* Tekstfragment *
En nu wil ik weer verder gaan over dat slechte, eerste jaar
1893
De boerderij was ruim 14 ha, maar het land lag niet allemaal
achter het huis. Dit was 8,46 ha en dan lagen er nog twee
stukken aan het paadje, een smal weggetje achter het dorp,
zuidoostelijk ervan. Het ene stuk was 2,56 ha en het andere
3,23 ha. En de boer, die op onze plaats had gewoond, deed aan
dat land niets, want het groeide nog slechter dan dat bij de
boerderij, terwijl de aard van de grond zo was, dat het
eigenlijk beter tegen de droogte bestand had moeten wezen.
Maar ja, kunstmest was er toen nog niet en als het er was,
werd het nog niet bij ons gebruikt. En om stalmest naar die
verre stukken te sturen, dat was hem zeker te veel werk. Het
was tenminste zo, dat er toen het hooitijd was, het haast de
moeite niet loonde, het te laten maaien. Zoals ik reeds
schreef, 8 wagens hooi op 5,79 ha.

* Opdracht 1 *
Beantwoord deze vragen over de tekst over de boerderij:
(a) Hoe groot was het stuk land achter het huis?
(b) Aan welk weggetje lagen de twee andere stukken land?
(c) Hoeveel wagens hooi leverde 5,79 ha op?
* Opdracht 2 *
Schrijf de tekst over de boerderij in 1893 verder na de laatste zin.
Je hebt de items niet nodig.

* Getoonde gegevens *
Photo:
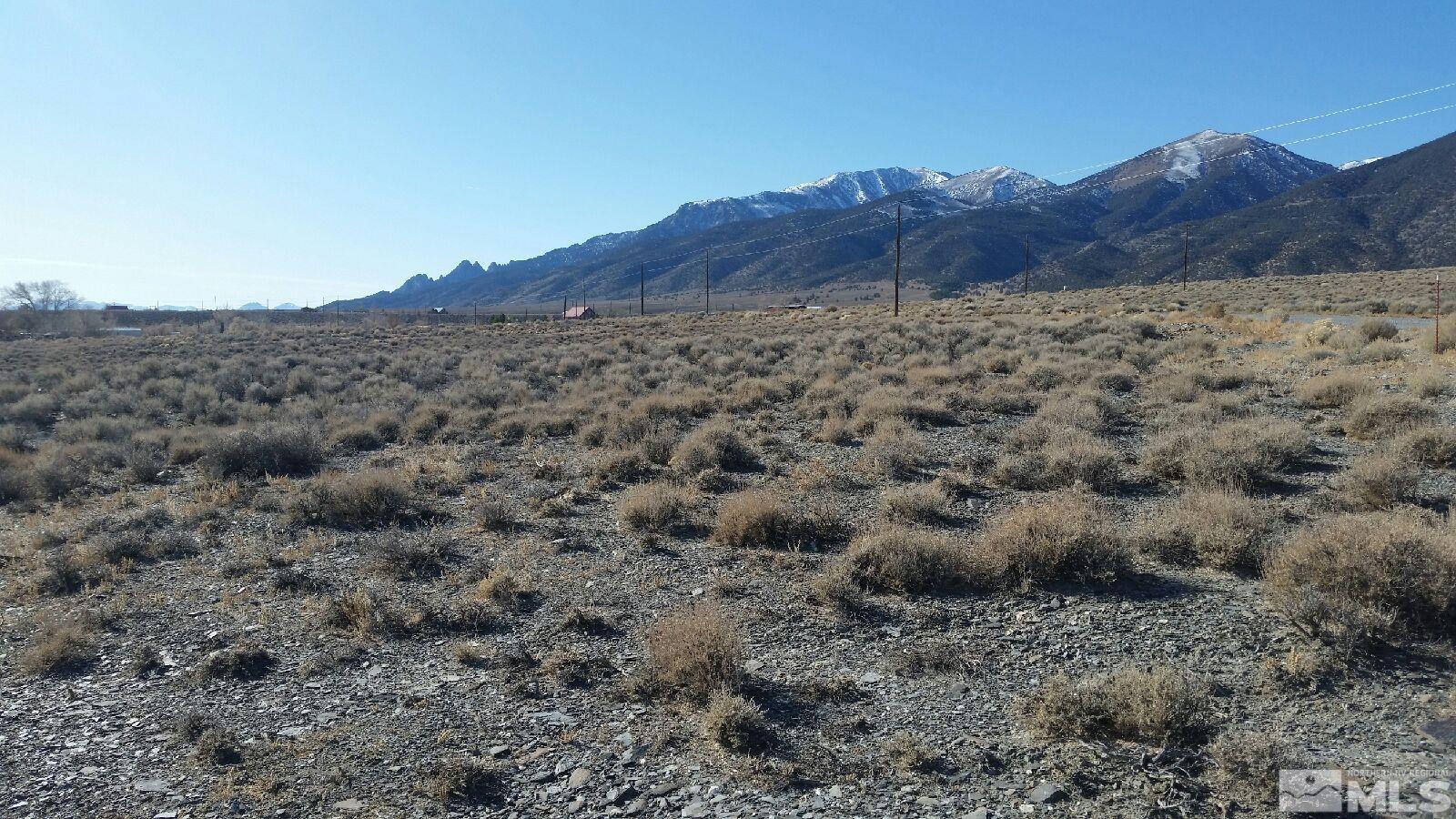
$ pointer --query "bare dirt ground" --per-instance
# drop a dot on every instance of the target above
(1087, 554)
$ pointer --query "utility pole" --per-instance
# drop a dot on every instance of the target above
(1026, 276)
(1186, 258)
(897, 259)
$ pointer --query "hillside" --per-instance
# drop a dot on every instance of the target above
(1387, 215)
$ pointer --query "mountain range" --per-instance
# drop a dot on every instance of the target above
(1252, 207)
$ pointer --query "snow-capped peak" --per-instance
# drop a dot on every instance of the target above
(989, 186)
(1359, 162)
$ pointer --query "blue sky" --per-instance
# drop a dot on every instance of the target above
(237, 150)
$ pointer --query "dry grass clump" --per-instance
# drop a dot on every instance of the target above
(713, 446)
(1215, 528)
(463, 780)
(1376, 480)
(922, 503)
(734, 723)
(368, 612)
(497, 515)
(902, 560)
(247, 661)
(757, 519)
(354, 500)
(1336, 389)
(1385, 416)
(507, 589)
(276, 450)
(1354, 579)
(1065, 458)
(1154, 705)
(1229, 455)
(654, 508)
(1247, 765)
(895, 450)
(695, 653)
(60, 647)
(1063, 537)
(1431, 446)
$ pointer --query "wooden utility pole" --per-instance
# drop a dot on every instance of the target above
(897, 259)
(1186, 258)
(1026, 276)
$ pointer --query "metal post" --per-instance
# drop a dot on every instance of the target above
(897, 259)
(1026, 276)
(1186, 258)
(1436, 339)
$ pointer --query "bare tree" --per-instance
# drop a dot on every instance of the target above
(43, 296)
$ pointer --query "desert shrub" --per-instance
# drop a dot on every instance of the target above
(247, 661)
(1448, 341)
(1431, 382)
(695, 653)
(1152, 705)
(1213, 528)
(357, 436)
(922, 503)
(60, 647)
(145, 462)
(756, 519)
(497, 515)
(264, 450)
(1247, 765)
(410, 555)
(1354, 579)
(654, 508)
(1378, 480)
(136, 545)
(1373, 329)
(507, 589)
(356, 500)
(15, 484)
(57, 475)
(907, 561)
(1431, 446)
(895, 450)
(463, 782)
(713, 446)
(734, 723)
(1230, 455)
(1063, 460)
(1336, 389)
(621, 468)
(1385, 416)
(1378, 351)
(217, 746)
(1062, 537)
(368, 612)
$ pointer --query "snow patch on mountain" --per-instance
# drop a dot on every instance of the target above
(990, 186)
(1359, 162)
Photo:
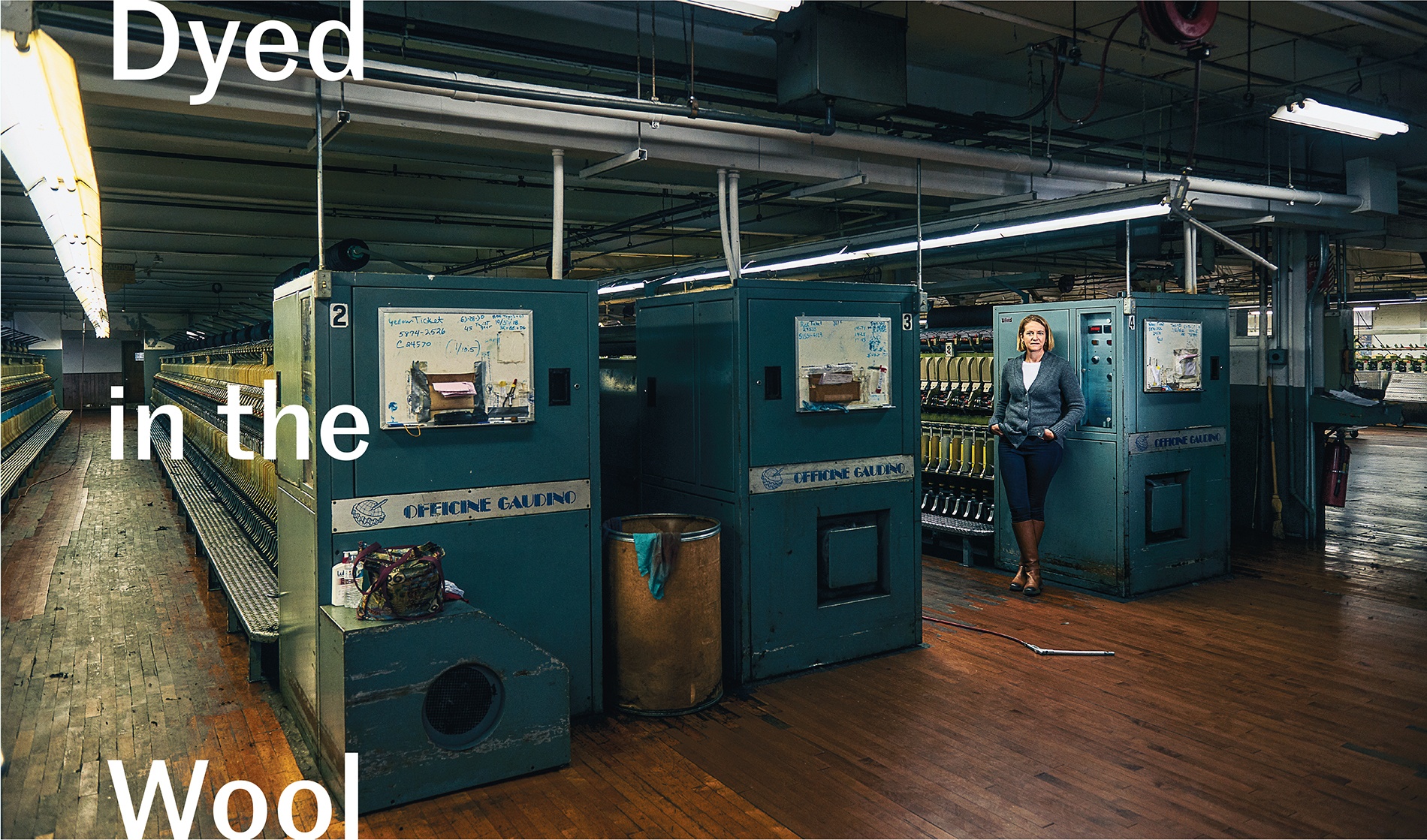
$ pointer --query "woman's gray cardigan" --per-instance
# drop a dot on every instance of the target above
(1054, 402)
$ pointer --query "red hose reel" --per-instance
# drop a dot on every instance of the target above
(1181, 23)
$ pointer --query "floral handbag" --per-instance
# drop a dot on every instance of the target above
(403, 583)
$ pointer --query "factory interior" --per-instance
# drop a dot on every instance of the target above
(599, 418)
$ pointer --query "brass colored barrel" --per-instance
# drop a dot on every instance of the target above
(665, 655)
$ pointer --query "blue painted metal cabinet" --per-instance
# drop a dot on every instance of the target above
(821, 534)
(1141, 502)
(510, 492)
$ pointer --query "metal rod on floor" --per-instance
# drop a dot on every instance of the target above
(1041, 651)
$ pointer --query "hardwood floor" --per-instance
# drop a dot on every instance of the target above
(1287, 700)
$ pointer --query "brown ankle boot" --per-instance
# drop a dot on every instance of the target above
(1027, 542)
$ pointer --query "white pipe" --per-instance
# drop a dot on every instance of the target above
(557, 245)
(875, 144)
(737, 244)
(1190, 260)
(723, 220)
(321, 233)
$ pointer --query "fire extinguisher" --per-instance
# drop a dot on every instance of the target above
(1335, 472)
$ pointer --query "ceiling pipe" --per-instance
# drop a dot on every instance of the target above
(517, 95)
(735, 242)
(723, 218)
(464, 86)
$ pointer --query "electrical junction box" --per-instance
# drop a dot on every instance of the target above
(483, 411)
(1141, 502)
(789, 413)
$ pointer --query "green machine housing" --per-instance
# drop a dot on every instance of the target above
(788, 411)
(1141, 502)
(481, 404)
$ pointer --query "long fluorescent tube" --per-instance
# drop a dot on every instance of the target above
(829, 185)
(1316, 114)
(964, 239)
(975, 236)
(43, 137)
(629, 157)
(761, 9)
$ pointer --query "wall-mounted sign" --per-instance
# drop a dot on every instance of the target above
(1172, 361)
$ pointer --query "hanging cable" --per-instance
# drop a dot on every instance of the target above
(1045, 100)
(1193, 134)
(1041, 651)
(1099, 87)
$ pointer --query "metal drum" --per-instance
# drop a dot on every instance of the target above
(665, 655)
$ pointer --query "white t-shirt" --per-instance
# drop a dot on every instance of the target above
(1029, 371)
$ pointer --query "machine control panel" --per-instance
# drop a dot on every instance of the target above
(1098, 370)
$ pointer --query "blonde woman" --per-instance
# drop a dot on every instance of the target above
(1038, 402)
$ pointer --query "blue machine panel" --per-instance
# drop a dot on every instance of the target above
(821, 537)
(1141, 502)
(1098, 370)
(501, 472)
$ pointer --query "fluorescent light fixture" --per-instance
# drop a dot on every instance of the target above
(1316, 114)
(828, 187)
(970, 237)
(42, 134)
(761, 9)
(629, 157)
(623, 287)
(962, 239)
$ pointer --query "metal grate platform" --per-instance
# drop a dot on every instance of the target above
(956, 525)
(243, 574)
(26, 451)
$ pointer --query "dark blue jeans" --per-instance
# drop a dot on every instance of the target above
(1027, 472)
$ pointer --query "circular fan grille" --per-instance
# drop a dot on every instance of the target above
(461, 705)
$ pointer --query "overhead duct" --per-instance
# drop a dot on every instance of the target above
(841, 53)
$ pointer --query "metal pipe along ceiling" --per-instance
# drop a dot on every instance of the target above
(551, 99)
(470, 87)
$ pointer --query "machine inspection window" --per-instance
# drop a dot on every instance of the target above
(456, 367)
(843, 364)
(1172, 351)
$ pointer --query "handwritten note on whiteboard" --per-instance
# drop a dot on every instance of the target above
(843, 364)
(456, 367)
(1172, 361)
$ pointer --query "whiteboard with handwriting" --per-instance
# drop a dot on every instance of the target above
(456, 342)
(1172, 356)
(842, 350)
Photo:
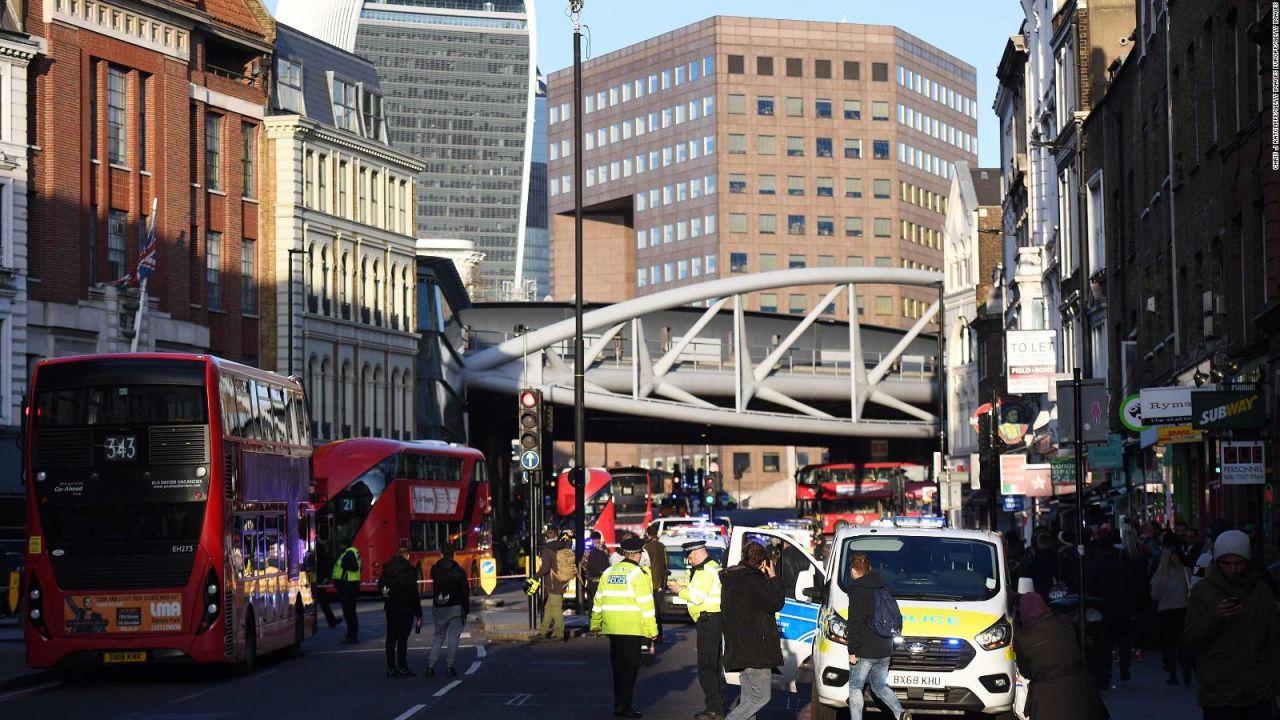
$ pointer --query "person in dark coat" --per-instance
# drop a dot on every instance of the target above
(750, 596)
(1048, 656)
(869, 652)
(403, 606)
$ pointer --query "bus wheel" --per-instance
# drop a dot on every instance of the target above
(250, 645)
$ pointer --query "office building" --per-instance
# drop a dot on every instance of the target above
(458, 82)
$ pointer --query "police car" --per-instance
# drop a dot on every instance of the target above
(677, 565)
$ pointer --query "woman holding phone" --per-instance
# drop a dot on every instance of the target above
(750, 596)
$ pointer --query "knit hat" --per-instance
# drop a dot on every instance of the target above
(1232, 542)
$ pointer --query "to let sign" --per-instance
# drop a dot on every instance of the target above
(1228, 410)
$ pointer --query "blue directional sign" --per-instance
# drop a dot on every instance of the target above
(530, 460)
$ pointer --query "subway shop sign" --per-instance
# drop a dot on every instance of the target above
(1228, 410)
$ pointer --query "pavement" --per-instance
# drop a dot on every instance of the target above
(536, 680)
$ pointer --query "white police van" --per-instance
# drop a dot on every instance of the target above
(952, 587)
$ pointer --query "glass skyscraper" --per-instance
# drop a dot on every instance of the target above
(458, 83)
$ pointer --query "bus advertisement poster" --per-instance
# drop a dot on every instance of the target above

* Uitwerking 1 *
(a) 8,46 ha.
(b) Aan het paadje, een smal weggetje achter het dorp.
(c) 8 wagens.

* Uitwerking 2 *
Het had niet veel gekost ook, ik meen f.1300,-- per ha. En
toch bleek later, dat zelfde land heel goed te wezen. Maar dat
weer verder in 't verhaal. Er is nog geen eind aan m'n klaag
liederen
In ons gezin ging het niet naar wens. Mijn zuster Aafje, die 7
november 1893, 13 jaar was geworden, maakte het niet zo best.
Ze ging wel alle dagen naar school en was een ijverige
gemakkelijke leerling, maar haar gezondheidstoestand werd heel
langzaamaan steeds slechter. Zij heeft de volwassen leeftijd
bereikt, 18 jaar, maar de laatste jaren was het sukkelen.